* START Passage to read *

[RFC PATCH 05/22] sched/fair: Track EEVDF stats for entities preempted in kernel mode

K Prateek Nayak posted 22 patches 11 months, 3 weeks ago
[RFC PATCH 05/22] sched/fair: Track EEVDF stats for entities preempted in kernel mode
Posted by K Prateek Nayak 11 months, 3 weeks ago
Throttled hierarchies will require only picking between kernel mode
preempted entities queued on them with throttle deferral.

Track EEVDF stats of kernel mode preempted entities in avg_kcs_vruntime
and avg_kcs_load which is the same as avg_vruntime and avg_load
respectively, but only contains stats for kernel mode preempted entities
queued on the rbtree.

* END Passage to read *
* START Collected data *

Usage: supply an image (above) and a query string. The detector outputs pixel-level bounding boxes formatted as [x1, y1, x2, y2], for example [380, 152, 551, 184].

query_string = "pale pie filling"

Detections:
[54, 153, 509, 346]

* END Collected data *

*Things to do:*
(a) According to the patch description, which existing stats are avg_kcs_vruntime and avg_kcs_load the same as?
(b) Translate this sentence from the patch description into Spanish: "Throttled hierarchies will require only picking between kernel mode preempted entities queued on them with throttle deferral."
(c) Return the stretch of the patch description from "K Prateek Nayak posted" through "with throttle deferral.", copied word for word.

*Per-task answers:*
(a) avg_vruntime and avg_load, respectively.

(b) Las jerarquías limitadas solo requerirán elegir entre las entidades desalojadas en modo kernel que estén encoladas en ellas con el aplazamiento de la limitación.

(c)
K Prateek Nayak posted 22 patches 11 months, 3 weeks ago
[RFC PATCH 05/22] sched/fair: Track EEVDF stats for entities preempted in kernel mode
Posted by K Prateek Nayak 11 months, 3 weeks ago
Throttled hierarchies will require only picking between kernel mode
preempted entities queued on them with throttle deferral.